[REQUIREMENT 1]
List the four traits that the post on building confidence says leaders need to solve for.
[REQUIREMENT 2]
In the post on building confidence, which scores on the 0–10 scale count as detractors?
[REQUIREMENT 3]
Reproduce the passage of the post on building confidence from "Building Confidence" to "it very focused.".

[TEXT SHOWN]
>> Begin

Building Confidence

Siddharth Ram
3 min readMay 4, 2022

--

In Managing Debt, I shared my opinion on the four traits that leaders to solve for: Cohesiveness, Independence, Ownership and Confidence. I will address Confidence in this post and share how this can be solved for.

The first step in measuring confidence is understanding the current state. I like to simplify it with a single question that I ask engineers every quarter:

Would you recommend this code base to a friend?

There are other ways of asking this question. it could be much bigger — “Would you recommend this company/engineering team to a friend?’ for example. But that starts overlapping with employee engagement scores and dilutes its focus on technology. So I prefer to keep it very focused.

This NPS question reveals the confidence engineers have in making changes. As a reminder, NPS = %Promotors — % Detractors. On a scale of 0–10, 9 and 10 are promoters, ≤ 6 are detractors.

>> End

[DATA ENTRIES]
>> Begin

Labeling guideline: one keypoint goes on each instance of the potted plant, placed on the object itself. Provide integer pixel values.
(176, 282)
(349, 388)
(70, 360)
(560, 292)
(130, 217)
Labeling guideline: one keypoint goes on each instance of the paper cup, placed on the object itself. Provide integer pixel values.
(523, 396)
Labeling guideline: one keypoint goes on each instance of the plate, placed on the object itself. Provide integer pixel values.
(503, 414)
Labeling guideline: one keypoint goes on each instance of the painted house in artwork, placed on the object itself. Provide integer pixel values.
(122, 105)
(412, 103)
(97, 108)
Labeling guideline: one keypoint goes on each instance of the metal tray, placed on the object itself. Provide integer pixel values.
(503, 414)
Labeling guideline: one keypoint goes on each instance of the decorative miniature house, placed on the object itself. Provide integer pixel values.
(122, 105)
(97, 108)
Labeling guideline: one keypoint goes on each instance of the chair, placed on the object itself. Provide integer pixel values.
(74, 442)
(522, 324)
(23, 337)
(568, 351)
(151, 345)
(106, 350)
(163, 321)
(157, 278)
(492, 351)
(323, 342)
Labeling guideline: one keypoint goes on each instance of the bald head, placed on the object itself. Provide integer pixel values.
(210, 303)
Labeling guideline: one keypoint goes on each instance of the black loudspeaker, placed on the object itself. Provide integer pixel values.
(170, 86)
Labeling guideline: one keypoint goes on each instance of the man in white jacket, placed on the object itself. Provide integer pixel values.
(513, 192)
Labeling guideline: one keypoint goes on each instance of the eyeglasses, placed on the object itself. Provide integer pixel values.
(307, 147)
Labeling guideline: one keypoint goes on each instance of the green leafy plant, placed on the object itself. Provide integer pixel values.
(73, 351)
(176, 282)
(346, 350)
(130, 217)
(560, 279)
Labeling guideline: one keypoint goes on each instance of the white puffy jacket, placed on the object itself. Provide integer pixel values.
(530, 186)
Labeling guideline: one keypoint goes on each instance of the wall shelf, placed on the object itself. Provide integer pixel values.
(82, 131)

>> End

[EXERCISE OUTPUT 1]
Cohesiveness, Independence, Ownership, Confidence

[EXERCISE OUTPUT 2]
Scores of 6 or lower.

[EXERCISE OUTPUT 3]
Building Confidence

Siddharth Ram
3 min readMay 4, 2022

--

In Managing Debt, I shared my opinion on the four traits that leaders to solve for: Cohesiveness, Independence, Ownership and Confidence. I will address Confidence in this post and share how this can be solved for.

The first step in measuring confidence is understanding the current state. I like to simplify it with a single question that I ask engineers every quarter:

Would you recommend this code base to a friend?

There are other ways of asking this question. it could be much bigger — “Would you recommend this company/engineering team to a friend?’ for example. But that starts overlapping with employee engagement scores and dilutes its focus on technology. So I prefer to keep it very focused.